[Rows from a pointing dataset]
## Begin

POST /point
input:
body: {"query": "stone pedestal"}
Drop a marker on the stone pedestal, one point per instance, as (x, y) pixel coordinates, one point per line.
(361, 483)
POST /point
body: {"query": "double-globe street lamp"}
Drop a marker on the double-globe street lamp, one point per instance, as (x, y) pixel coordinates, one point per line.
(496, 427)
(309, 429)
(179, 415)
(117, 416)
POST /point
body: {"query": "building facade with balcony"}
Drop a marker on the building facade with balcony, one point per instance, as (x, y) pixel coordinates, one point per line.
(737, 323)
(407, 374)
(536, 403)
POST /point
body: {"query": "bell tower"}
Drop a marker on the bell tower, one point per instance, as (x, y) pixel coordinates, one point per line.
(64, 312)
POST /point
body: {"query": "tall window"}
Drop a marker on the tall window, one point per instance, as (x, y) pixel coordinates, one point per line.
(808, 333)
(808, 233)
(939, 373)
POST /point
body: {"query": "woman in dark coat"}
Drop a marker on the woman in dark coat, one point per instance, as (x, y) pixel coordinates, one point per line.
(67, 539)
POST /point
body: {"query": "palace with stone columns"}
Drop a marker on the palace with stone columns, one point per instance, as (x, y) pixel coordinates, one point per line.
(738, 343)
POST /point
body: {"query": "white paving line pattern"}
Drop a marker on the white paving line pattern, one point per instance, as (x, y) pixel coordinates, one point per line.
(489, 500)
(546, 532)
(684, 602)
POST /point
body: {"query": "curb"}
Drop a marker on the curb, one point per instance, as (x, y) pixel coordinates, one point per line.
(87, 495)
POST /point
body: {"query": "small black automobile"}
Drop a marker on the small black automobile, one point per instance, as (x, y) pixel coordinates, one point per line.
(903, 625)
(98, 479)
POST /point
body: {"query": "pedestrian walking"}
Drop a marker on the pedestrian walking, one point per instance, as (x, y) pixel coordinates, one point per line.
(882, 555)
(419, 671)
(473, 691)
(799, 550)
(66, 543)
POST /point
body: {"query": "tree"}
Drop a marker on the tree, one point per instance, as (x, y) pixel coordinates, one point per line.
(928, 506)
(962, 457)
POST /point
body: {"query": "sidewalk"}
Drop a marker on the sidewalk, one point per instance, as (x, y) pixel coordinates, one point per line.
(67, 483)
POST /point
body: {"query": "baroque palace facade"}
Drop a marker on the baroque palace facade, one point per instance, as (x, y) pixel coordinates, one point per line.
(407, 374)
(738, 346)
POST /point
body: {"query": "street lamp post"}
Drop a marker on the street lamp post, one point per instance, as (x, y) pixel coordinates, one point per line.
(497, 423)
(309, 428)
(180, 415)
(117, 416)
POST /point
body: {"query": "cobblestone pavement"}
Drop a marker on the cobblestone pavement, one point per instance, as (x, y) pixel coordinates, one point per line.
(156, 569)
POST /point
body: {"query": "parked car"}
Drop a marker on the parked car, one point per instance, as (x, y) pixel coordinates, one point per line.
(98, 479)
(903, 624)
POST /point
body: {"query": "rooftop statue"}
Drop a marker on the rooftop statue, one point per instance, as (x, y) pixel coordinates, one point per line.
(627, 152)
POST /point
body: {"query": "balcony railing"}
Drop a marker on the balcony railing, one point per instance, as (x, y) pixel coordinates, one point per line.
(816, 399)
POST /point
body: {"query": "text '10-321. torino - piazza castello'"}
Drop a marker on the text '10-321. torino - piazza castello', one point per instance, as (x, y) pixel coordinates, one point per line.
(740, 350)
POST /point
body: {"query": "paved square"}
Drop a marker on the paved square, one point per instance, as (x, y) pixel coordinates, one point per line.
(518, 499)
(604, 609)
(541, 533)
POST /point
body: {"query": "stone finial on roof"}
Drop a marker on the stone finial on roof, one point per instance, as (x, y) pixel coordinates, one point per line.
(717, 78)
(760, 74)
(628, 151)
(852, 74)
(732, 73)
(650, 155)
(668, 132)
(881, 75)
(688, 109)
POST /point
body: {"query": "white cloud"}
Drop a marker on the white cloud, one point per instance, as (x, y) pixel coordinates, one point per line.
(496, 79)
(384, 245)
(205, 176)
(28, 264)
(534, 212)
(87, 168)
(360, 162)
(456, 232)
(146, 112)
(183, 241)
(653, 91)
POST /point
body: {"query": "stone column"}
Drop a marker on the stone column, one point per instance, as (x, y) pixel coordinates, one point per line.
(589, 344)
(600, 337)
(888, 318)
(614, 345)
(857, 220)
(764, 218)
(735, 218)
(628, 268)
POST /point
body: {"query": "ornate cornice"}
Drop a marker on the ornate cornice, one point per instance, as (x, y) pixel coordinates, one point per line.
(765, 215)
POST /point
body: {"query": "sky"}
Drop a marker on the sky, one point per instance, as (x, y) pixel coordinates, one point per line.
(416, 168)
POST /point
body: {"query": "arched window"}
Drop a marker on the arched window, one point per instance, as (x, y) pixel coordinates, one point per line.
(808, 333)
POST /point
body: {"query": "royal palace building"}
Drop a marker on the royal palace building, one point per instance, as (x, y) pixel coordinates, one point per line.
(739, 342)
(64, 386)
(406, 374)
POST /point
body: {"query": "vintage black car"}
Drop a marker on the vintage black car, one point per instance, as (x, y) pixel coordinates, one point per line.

## End

### [Work to complete]
Retype the listing above in full, with no alterations.

### [Written response]
POST /point
input:
body: {"query": "stone pedestal"}
Drop a marker on the stone pedestal, one point per instance, as (x, y) pixel coordinates, one point per line.
(361, 483)
POST /point
body: {"query": "double-globe street lamp"}
Drop a marker on the double-globe street lamp, one point per instance, as (x, y) pixel coordinates, one point per line.
(496, 427)
(309, 429)
(179, 415)
(117, 416)
POST /point
body: {"query": "building facade with balcony"}
Drop a marker on the building facade with balcony, one point per instance, as (x, y) pixel coordinates, one point per line.
(737, 323)
(407, 374)
(536, 403)
POST /point
body: {"query": "bell tower"}
Drop a marker on the bell tower, one point per instance, as (x, y) pixel coordinates, one point per line.
(64, 312)
POST /point
body: {"query": "tall window"}
Drop a marker on the tall window, one point per instance, as (x, y) pixel coordinates, one point per line.
(808, 333)
(808, 233)
(939, 373)
POST /point
body: {"query": "woman in dark coat"}
Drop a marker on the woman in dark coat, one point per instance, as (x, y) pixel coordinates, one point per line.
(67, 539)
POST /point
body: {"query": "palace with stone columns"}
Drop a marker on the palace with stone columns, one point per instance, as (x, y) pixel coordinates, one point per line.
(738, 343)
POST /point
body: {"query": "white paving line pattern"}
Drop a marker on the white paving line pattern, one point per instance, as (x, y) pixel coordinates, one point per line.
(489, 500)
(546, 532)
(684, 602)
POST /point
body: {"query": "curb"}
Drop a marker on the curb, one point per instance, as (x, y) pixel coordinates, one point per line.
(87, 495)
POST /point
body: {"query": "small black automobile"}
Drop a marker on the small black automobile, one point per instance, as (x, y) pixel coordinates, one point per line.
(903, 625)
(98, 479)
POST /point
body: {"query": "pedestrian walking"}
Drop a marker on the pedestrian walking, one point per instance, as (x, y) pixel coordinates, one point per line.
(882, 555)
(419, 671)
(473, 691)
(799, 550)
(66, 543)
POST /point
body: {"query": "tree"}
Drop a marker on the tree, one point per instance, as (x, y) pixel coordinates, one point per line.
(928, 506)
(962, 457)
POST /point
body: {"query": "sidewalk"}
Drop a marker on the sidewalk, one point per instance, as (x, y) pixel coordinates, one point per line.
(67, 483)
POST /point
body: {"query": "baroque palace facade"}
Drop a marker on the baroque palace facade, one point per instance, as (x, y) pixel coordinates, one point per line.
(407, 374)
(738, 346)
POST /point
body: {"query": "street lamp post"}
Drop a marker on the street lamp post, one point per instance, as (x, y) pixel coordinates, one point per line.
(497, 423)
(309, 428)
(180, 415)
(117, 416)
POST /point
body: {"query": "cobblestone pavement"}
Drop a marker on the cobblestone pavement, one point per instance, as (x, y) pixel coordinates, one point per line.
(156, 569)
POST /point
body: {"query": "parked car"}
Drop a marker on the parked car, one point per instance, as (x, y) pixel coordinates, one point per line.
(98, 479)
(903, 624)
POST /point
body: {"query": "rooftop statue"}
Drop a marker on the rooftop statue, one point per instance, as (x, y) pixel coordinates, one point per line.
(627, 152)
POST /point
body: {"query": "balcony railing"}
Drop a marker on the balcony railing, one point per instance, as (x, y) pixel coordinates, one point per line.
(816, 399)
POST /point
body: {"query": "text '10-321. torino - piazza castello'"}
Drop a marker on the text '10-321. torino - piazza castello', one point per instance, as (x, y) pixel coordinates, one point per line.
(740, 350)
POST /point
body: {"query": "paved square"}
Drop a marker on the paved square, one point per instance, as (x, y) pixel coordinates, one point per line.
(518, 499)
(604, 609)
(541, 533)
POST /point
body: {"query": "stone finial on roof"}
Drop a marker on the stone finial on roof, one point per instance, as (x, y) pixel coordinates, one point per line.
(717, 78)
(760, 74)
(628, 151)
(852, 74)
(732, 73)
(650, 155)
(668, 132)
(881, 75)
(688, 109)
POST /point
body: {"query": "white cloud"}
Drop a marker on the white cloud, one point per instance, as (x, y) pixel coordinates, one point per line.
(496, 79)
(384, 245)
(205, 176)
(28, 264)
(534, 212)
(87, 168)
(360, 162)
(456, 232)
(146, 112)
(183, 241)
(653, 91)
POST /point
body: {"query": "stone column"}
Drop a marker on the stone column, one point per instance, as (x, y) pixel coordinates, one point per line.
(589, 344)
(600, 337)
(888, 318)
(614, 345)
(857, 220)
(764, 218)
(735, 218)
(628, 268)
POST /point
body: {"query": "ornate cornice"}
Drop a marker on the ornate cornice, one point per instance, as (x, y) pixel coordinates, one point per line.
(765, 215)
POST /point
body: {"query": "sky"}
Drop a marker on the sky, one point per instance, as (x, y) pixel coordinates, one point per line.
(416, 168)
POST /point
body: {"query": "arched window"}
Drop a marker on the arched window, one point per instance, as (x, y) pixel coordinates, one point per line.
(808, 333)
POST /point
body: {"query": "royal palace building"}
Drop a marker on the royal palace building, one point per instance, as (x, y) pixel coordinates, one point per line.
(739, 342)
(64, 386)
(406, 374)
POST /point
body: {"query": "vintage black car"}
Drop a marker on the vintage black car, one point per instance, as (x, y) pixel coordinates, one point per line.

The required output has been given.